Count the lines in the rows below that contain the word "mountain", and reply with the number alone.

___ The records

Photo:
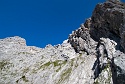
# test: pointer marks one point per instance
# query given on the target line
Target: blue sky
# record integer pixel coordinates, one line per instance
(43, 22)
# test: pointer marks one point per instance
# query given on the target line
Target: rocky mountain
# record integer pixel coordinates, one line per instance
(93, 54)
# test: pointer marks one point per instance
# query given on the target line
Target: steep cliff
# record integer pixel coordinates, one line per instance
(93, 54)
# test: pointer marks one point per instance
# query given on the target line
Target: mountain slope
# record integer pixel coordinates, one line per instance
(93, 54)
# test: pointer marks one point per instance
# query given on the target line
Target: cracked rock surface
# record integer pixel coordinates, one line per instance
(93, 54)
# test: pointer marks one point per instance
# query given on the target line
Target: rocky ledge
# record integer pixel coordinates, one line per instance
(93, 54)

______
___ The records

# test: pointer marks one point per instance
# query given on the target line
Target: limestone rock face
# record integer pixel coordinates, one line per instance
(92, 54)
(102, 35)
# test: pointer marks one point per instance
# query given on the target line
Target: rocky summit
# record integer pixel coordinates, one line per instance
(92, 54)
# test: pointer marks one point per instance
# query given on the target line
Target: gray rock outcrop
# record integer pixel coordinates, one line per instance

______
___ The records

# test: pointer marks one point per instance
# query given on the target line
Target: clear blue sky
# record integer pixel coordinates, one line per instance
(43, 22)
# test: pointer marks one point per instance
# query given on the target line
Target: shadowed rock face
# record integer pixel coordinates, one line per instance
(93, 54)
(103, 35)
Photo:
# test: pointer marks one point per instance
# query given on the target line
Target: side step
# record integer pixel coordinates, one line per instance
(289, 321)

______

Output for this exercise:
2